# START OF DATA
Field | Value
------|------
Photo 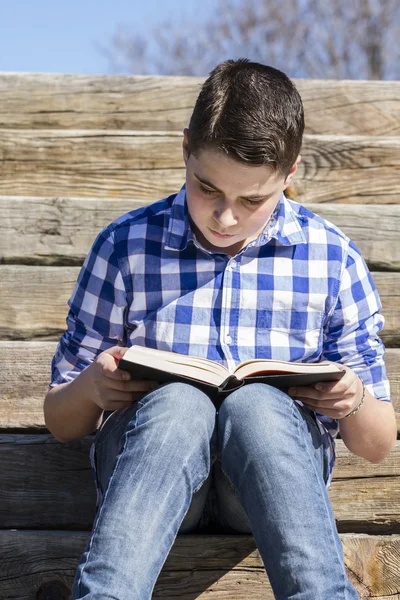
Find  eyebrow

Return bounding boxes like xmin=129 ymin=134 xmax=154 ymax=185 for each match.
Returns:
xmin=194 ymin=173 xmax=274 ymax=200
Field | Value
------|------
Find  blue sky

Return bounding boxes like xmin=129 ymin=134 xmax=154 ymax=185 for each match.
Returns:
xmin=0 ymin=0 xmax=215 ymax=74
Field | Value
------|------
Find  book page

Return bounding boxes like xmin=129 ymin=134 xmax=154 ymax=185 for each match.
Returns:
xmin=123 ymin=346 xmax=229 ymax=385
xmin=234 ymin=359 xmax=342 ymax=379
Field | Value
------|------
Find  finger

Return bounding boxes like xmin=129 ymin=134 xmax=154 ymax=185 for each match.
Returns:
xmin=288 ymin=384 xmax=352 ymax=400
xmin=102 ymin=377 xmax=159 ymax=393
xmin=102 ymin=346 xmax=128 ymax=360
xmin=105 ymin=392 xmax=155 ymax=410
xmin=97 ymin=348 xmax=131 ymax=381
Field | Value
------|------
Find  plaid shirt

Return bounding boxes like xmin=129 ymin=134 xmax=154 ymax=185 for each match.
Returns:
xmin=51 ymin=186 xmax=390 ymax=487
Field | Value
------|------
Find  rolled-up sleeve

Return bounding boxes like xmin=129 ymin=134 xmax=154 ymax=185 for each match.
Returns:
xmin=323 ymin=242 xmax=391 ymax=402
xmin=50 ymin=228 xmax=127 ymax=386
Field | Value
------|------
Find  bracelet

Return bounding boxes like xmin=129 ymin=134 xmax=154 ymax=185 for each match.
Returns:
xmin=345 ymin=377 xmax=366 ymax=419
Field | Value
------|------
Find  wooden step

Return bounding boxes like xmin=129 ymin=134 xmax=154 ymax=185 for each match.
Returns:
xmin=0 ymin=265 xmax=400 ymax=346
xmin=0 ymin=531 xmax=400 ymax=600
xmin=0 ymin=73 xmax=400 ymax=136
xmin=0 ymin=129 xmax=400 ymax=204
xmin=0 ymin=434 xmax=400 ymax=534
xmin=0 ymin=341 xmax=400 ymax=431
xmin=0 ymin=196 xmax=400 ymax=271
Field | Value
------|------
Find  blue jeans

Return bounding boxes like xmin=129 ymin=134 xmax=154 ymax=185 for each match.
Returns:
xmin=72 ymin=383 xmax=359 ymax=600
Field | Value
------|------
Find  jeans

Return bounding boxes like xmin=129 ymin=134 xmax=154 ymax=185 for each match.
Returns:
xmin=72 ymin=383 xmax=359 ymax=600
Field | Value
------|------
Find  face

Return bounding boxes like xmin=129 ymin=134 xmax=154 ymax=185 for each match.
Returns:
xmin=183 ymin=130 xmax=301 ymax=256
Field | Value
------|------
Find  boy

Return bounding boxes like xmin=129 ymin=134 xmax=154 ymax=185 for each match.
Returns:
xmin=44 ymin=59 xmax=396 ymax=600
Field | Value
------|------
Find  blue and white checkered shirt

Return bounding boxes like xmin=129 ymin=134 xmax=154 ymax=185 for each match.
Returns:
xmin=51 ymin=186 xmax=390 ymax=487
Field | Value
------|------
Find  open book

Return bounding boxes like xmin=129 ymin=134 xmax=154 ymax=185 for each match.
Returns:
xmin=118 ymin=346 xmax=345 ymax=401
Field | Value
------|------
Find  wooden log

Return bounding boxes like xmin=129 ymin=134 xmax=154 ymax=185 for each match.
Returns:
xmin=0 ymin=265 xmax=400 ymax=346
xmin=0 ymin=73 xmax=400 ymax=135
xmin=0 ymin=531 xmax=400 ymax=600
xmin=0 ymin=434 xmax=400 ymax=533
xmin=0 ymin=196 xmax=400 ymax=271
xmin=0 ymin=342 xmax=400 ymax=432
xmin=0 ymin=129 xmax=400 ymax=204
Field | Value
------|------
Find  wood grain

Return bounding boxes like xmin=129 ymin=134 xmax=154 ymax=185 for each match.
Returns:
xmin=0 ymin=73 xmax=400 ymax=136
xmin=0 ymin=265 xmax=400 ymax=346
xmin=0 ymin=341 xmax=400 ymax=432
xmin=0 ymin=434 xmax=400 ymax=533
xmin=0 ymin=531 xmax=400 ymax=600
xmin=0 ymin=129 xmax=400 ymax=204
xmin=0 ymin=196 xmax=400 ymax=271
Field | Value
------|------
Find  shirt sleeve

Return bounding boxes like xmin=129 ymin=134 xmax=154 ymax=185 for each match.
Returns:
xmin=50 ymin=228 xmax=127 ymax=387
xmin=323 ymin=242 xmax=391 ymax=402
# END OF DATA
YOUR GOAL:
Update the data above by replacing every instance of "bounding boxes" with "box coordinates" and leaving everything else unchanged. Leave the pictures out of your answer.

RESPONSE:
Field | Value
------|------
Photo 
Find  eyebrow

Return box coordinates like xmin=129 ymin=134 xmax=154 ymax=185 for each match.
Returns:
xmin=194 ymin=173 xmax=274 ymax=200
Field | Value
------|------
Find  blue sky

Return box coordinates like xmin=129 ymin=134 xmax=154 ymax=185 for each match.
Returns:
xmin=0 ymin=0 xmax=215 ymax=74
Field | Value
------|------
Find  book page

Return box coordinates like xmin=129 ymin=134 xmax=154 ymax=185 for each match.
Returns:
xmin=123 ymin=346 xmax=229 ymax=385
xmin=234 ymin=359 xmax=342 ymax=379
Field | Value
------|------
Find  finger

Return box coordinates like xmin=129 ymin=134 xmax=154 ymax=185 for each match.
Returns:
xmin=288 ymin=384 xmax=352 ymax=400
xmin=102 ymin=377 xmax=159 ymax=393
xmin=102 ymin=346 xmax=128 ymax=360
xmin=105 ymin=392 xmax=155 ymax=410
xmin=97 ymin=348 xmax=131 ymax=381
Field | Value
------|------
Find  plaid shirt

Return box coordinates like xmin=129 ymin=134 xmax=154 ymax=185 for each match.
Returns:
xmin=51 ymin=186 xmax=390 ymax=487
Field | Value
------|------
Find  rolled-up sleeve

Return box coordinates like xmin=129 ymin=134 xmax=154 ymax=185 for each match.
Returns:
xmin=323 ymin=242 xmax=391 ymax=402
xmin=50 ymin=228 xmax=127 ymax=386
Field | Value
------|------
Find  bracelet

Return box coordinates like xmin=129 ymin=134 xmax=154 ymax=185 for each match.
Returns:
xmin=345 ymin=377 xmax=366 ymax=419
Field | Value
------|------
Find  wooden step

Return box coordinates like xmin=129 ymin=134 xmax=154 ymax=185 for each match.
Returns:
xmin=0 ymin=265 xmax=400 ymax=346
xmin=0 ymin=531 xmax=400 ymax=600
xmin=0 ymin=73 xmax=400 ymax=136
xmin=0 ymin=129 xmax=400 ymax=204
xmin=0 ymin=434 xmax=400 ymax=534
xmin=0 ymin=341 xmax=400 ymax=431
xmin=0 ymin=196 xmax=400 ymax=271
Field | Value
------|------
Find  blue jeans

Return box coordinates like xmin=129 ymin=134 xmax=154 ymax=185 for each match.
Returns:
xmin=72 ymin=383 xmax=359 ymax=600
Field | Value
------|------
Find  jeans

Return box coordinates like xmin=129 ymin=134 xmax=154 ymax=185 for each match.
Returns:
xmin=72 ymin=383 xmax=359 ymax=600
Field | Value
------|------
Find  face

Return box coordinates like xmin=129 ymin=134 xmax=154 ymax=185 for each match.
Returns:
xmin=183 ymin=130 xmax=301 ymax=256
Field | Value
------|------
Find  boy

Return box coordinates like xmin=129 ymin=134 xmax=154 ymax=185 for each match.
Returns:
xmin=44 ymin=59 xmax=396 ymax=600
Field | Value
------|------
Find  blue and white checkered shirt

Return box coordinates like xmin=129 ymin=134 xmax=154 ymax=185 for each match.
Returns:
xmin=51 ymin=186 xmax=390 ymax=487
Field | Value
------|------
Find  open book

Return box coordinates like xmin=129 ymin=134 xmax=154 ymax=185 for each match.
Returns:
xmin=118 ymin=346 xmax=345 ymax=401
Field | Value
------|------
Find  wooden log

Return box coordinates like xmin=129 ymin=134 xmax=154 ymax=185 for each match.
Returns:
xmin=0 ymin=265 xmax=400 ymax=346
xmin=0 ymin=73 xmax=400 ymax=135
xmin=0 ymin=531 xmax=400 ymax=600
xmin=0 ymin=434 xmax=400 ymax=533
xmin=0 ymin=196 xmax=400 ymax=271
xmin=0 ymin=342 xmax=400 ymax=432
xmin=0 ymin=129 xmax=400 ymax=204
Field | Value
------|------
Find  wood grain

Return box coordinates like xmin=129 ymin=134 xmax=154 ymax=185 for each match.
Returns:
xmin=0 ymin=73 xmax=400 ymax=136
xmin=0 ymin=265 xmax=400 ymax=346
xmin=0 ymin=341 xmax=400 ymax=432
xmin=0 ymin=434 xmax=400 ymax=533
xmin=0 ymin=531 xmax=400 ymax=600
xmin=0 ymin=129 xmax=400 ymax=204
xmin=0 ymin=196 xmax=400 ymax=271
Field | Value
------|------
Find  shirt sleeve

Return box coordinates like xmin=129 ymin=134 xmax=154 ymax=185 for each match.
Returns:
xmin=50 ymin=228 xmax=127 ymax=387
xmin=323 ymin=242 xmax=391 ymax=402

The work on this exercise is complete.